■ EXERCISE INSTRUCTIONS ■
Recast the records as a Markdown table with the columns Row and Line, starting at the first line of the records and ending at the line that contains "36;122;66;133", both included. Number each line, and leave out blank lines and the pictures.

>>

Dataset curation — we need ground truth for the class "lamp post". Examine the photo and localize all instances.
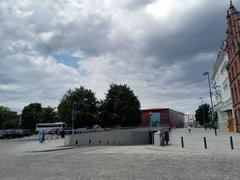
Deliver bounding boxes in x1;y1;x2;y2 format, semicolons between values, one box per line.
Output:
71;104;76;134
203;72;217;135
199;97;206;129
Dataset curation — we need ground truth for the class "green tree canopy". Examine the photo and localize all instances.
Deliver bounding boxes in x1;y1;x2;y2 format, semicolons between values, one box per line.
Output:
58;86;98;128
100;84;141;126
22;103;43;129
195;104;211;126
41;106;58;123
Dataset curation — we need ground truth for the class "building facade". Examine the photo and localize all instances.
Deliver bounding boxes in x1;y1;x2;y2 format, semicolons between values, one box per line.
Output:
141;108;184;128
212;41;234;132
184;114;198;127
226;1;240;132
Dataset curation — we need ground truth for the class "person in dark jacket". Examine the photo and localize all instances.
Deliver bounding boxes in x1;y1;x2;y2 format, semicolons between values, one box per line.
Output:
164;131;169;145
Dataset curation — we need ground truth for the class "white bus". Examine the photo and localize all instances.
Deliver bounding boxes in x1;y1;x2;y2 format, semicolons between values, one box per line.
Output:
36;122;66;133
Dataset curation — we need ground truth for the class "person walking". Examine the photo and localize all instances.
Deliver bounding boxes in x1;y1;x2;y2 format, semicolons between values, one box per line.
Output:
188;126;191;134
164;131;169;145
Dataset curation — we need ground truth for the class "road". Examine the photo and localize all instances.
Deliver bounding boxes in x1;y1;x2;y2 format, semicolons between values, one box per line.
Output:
0;131;240;180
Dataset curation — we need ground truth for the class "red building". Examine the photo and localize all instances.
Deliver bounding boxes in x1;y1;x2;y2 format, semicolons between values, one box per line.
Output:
226;1;240;132
141;108;184;128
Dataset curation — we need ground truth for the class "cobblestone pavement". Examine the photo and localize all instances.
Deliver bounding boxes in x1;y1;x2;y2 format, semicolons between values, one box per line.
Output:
0;129;240;180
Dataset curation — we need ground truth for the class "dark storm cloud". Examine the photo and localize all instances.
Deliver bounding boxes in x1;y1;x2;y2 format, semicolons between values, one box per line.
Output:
143;2;226;65
0;0;233;112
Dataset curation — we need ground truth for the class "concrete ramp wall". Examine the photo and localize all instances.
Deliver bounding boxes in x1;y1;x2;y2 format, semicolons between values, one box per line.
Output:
64;129;150;145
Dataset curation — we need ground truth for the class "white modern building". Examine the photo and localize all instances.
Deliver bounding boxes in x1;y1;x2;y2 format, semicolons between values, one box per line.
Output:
184;113;197;127
212;41;233;131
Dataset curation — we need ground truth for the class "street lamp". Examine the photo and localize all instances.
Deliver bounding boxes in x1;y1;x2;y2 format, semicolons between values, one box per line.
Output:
71;103;76;134
203;72;217;135
199;97;206;129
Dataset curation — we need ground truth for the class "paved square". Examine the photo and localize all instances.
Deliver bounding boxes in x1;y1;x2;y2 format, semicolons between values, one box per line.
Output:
0;129;240;180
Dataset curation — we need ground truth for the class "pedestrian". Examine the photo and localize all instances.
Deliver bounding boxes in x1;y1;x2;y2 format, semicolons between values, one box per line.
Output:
164;131;169;145
188;126;191;134
42;131;45;142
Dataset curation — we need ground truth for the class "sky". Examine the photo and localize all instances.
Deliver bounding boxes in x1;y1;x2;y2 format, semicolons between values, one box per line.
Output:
0;0;234;113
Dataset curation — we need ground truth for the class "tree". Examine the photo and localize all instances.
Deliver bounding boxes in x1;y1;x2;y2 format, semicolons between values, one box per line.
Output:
41;106;58;123
100;84;141;126
22;103;43;129
0;106;10;129
195;104;211;126
58;86;98;128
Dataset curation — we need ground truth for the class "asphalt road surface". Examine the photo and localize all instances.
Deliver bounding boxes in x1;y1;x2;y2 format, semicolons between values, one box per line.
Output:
0;131;240;180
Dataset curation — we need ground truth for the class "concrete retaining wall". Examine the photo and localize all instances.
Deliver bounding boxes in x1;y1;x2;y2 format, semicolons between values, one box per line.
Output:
64;129;150;145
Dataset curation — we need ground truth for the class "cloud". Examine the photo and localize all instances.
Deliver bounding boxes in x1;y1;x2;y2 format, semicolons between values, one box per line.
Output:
0;0;232;112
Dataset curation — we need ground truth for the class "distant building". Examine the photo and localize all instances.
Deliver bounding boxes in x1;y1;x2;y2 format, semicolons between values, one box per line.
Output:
184;114;195;127
7;111;21;124
212;41;234;132
226;1;240;132
141;108;184;128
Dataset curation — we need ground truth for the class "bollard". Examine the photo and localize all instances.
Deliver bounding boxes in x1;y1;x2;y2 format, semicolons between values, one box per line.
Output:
203;137;207;149
162;136;165;146
230;136;233;150
181;137;184;148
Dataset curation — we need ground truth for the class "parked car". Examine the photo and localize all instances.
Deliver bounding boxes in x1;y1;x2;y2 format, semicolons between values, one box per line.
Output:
23;129;34;136
15;129;25;138
6;129;17;138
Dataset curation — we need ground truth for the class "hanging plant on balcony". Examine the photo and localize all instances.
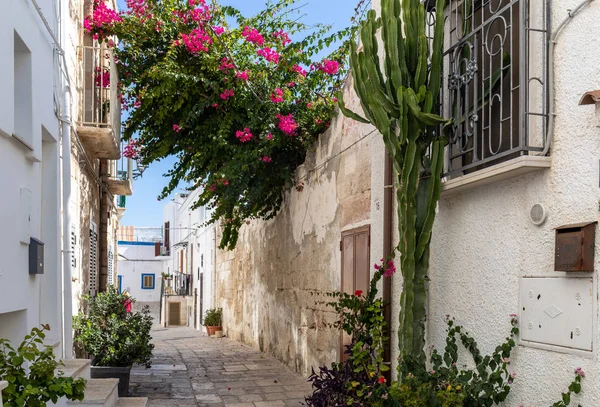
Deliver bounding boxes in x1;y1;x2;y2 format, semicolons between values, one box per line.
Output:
85;0;364;249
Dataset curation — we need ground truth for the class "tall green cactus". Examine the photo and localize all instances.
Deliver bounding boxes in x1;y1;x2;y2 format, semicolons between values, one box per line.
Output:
338;0;449;367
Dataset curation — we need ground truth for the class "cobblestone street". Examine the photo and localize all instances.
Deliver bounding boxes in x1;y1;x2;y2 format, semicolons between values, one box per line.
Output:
130;328;310;407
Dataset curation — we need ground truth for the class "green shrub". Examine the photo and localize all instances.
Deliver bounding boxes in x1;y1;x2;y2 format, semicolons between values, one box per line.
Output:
0;325;86;407
204;308;223;326
73;287;154;367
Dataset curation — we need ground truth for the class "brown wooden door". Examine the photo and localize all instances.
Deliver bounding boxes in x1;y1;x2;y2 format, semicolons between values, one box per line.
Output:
169;302;181;326
340;226;371;361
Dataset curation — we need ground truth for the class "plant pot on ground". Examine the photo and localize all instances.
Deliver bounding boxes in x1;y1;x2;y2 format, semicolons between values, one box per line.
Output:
73;287;154;397
204;308;223;336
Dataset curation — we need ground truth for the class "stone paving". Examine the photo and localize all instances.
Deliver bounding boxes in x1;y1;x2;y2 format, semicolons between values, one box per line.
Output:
130;328;311;407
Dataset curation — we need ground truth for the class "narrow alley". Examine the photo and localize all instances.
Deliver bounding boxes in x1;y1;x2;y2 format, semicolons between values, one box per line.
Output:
130;328;310;407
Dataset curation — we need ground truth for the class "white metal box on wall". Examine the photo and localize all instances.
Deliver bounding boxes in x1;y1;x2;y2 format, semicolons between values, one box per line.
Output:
520;277;594;352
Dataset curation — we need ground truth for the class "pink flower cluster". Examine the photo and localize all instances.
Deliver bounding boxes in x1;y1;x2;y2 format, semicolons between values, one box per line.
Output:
317;59;340;75
235;127;252;143
123;139;140;160
271;88;283;103
292;65;306;78
235;70;248;81
221;89;235;100
273;30;292;46
94;66;110;88
218;58;235;72
181;27;212;55
242;26;265;47
276;114;298;136
256;48;281;64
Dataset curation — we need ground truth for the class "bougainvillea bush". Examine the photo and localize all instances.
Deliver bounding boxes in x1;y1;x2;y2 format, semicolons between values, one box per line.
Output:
84;0;353;248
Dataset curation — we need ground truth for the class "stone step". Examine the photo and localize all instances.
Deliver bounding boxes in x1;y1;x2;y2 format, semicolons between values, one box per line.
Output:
115;397;148;407
57;359;92;380
67;379;119;407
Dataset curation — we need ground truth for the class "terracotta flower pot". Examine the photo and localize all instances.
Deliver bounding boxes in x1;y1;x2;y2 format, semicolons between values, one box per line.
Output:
206;326;223;336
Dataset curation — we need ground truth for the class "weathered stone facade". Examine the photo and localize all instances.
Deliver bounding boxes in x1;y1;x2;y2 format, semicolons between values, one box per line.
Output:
216;78;373;374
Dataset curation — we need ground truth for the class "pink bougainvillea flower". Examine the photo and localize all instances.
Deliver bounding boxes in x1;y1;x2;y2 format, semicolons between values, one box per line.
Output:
235;131;252;143
383;260;396;277
217;58;235;72
256;48;281;64
271;88;283;103
221;89;235;100
242;26;265;47
318;59;340;75
235;70;248;81
181;27;213;55
275;113;298;136
292;65;306;78
273;30;292;47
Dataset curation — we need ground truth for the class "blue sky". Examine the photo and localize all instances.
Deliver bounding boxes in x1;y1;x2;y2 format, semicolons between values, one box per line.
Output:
119;0;358;226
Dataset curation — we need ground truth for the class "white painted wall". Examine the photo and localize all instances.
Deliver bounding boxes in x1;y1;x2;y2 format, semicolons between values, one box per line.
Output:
0;0;61;350
372;0;600;407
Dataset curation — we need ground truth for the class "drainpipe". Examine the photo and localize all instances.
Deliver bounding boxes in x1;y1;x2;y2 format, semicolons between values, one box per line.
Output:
383;152;394;382
540;0;594;156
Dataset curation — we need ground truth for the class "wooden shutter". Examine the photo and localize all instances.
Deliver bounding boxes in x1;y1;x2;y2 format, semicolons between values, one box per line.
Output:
340;226;371;361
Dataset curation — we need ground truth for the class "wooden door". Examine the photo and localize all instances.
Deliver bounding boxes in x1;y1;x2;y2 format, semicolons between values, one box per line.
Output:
169;302;181;326
340;226;371;361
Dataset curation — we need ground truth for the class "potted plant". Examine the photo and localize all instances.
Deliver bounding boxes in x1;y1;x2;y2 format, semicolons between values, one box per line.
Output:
204;308;223;336
0;325;86;407
73;286;154;397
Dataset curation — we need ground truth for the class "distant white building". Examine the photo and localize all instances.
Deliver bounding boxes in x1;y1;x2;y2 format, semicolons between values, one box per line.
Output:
115;226;162;323
161;190;216;330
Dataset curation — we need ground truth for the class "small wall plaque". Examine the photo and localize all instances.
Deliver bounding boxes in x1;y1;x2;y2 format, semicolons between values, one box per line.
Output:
554;222;597;272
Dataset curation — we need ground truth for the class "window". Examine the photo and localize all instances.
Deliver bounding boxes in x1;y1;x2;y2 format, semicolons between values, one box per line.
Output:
438;0;549;175
142;274;154;290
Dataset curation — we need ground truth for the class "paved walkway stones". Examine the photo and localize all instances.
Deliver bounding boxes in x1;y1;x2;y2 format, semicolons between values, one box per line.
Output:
130;328;311;407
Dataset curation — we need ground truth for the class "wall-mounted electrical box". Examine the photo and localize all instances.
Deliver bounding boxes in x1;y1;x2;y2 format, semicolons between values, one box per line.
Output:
554;222;597;271
519;277;594;351
29;237;44;274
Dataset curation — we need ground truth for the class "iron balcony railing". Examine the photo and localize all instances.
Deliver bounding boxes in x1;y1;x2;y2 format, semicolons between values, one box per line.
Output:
78;45;121;143
428;0;549;176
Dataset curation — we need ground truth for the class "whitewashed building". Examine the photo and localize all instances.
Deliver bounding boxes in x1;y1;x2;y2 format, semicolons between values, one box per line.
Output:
161;190;216;330
0;0;145;406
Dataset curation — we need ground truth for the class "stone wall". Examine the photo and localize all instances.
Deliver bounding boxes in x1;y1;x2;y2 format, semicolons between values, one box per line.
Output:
216;75;373;374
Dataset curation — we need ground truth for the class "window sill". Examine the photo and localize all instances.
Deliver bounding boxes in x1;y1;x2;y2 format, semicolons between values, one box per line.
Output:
442;155;551;195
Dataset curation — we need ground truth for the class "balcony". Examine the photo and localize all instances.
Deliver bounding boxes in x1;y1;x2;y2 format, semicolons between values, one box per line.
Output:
77;45;121;160
105;150;133;197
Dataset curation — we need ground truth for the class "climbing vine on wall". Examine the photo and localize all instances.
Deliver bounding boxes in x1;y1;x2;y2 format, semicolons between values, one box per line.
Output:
84;0;360;248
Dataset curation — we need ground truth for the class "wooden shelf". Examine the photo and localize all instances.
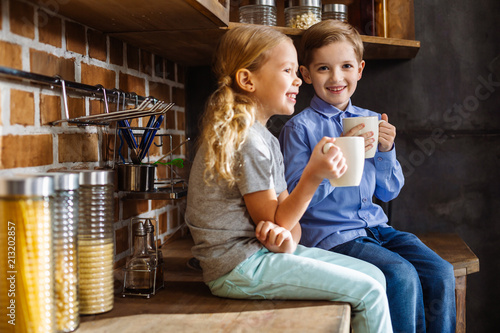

<<

■ COMPLETE RESPONSE ■
| Row | Line |
|---|---|
| 1 | Dataset curation — we need ground truth for the class "lamp post". Examine the photo and localize all instances. |
| 2 | Deliver bounding boxes in x1;y1;x2;y2 format, semicolons between values, one box per line. |
| 3 | Output: |
| 4 | 71;104;76;134 |
| 5 | 203;72;217;135 |
| 6 | 199;97;206;129 |
| 7 | Dataset curation — we need ground truth for the class "green tree canopy". Examine the photo and localize all instances. |
| 8 | Deliver bounding boxes in x1;y1;x2;y2 format, semicolons between values, one box per line. |
| 9 | Output: |
| 10 | 58;86;98;128 |
| 11 | 100;84;141;126 |
| 12 | 22;103;43;129 |
| 13 | 195;104;211;126 |
| 14 | 41;106;58;123 |
| 15 | Dataset curation — we need ground truth for the class "building facade". Examine the photo and localize all instances. |
| 16 | Deliver bounding boxes in x1;y1;x2;y2 format, semicolons between values, one box per line. |
| 17 | Output: |
| 18 | 141;108;184;128 |
| 19 | 212;41;234;132 |
| 20 | 184;114;198;127 |
| 21 | 226;1;240;132 |
| 22 | Dataset curation — we need ground truth for the class "person in dark jacket". Examine the photo and localize all instances. |
| 23 | Deliver bounding boxes in x1;y1;x2;y2 format, semicolons between values, one box per line. |
| 24 | Output: |
| 25 | 164;131;169;145 |
| 26 | Dataset curation — we need ground truth for the class "white bus". Examine the photo and localize all instances. |
| 27 | Deliver bounding boxes in x1;y1;x2;y2 format, semicolons between values, one box per line. |
| 28 | Output: |
| 29 | 36;122;66;133 |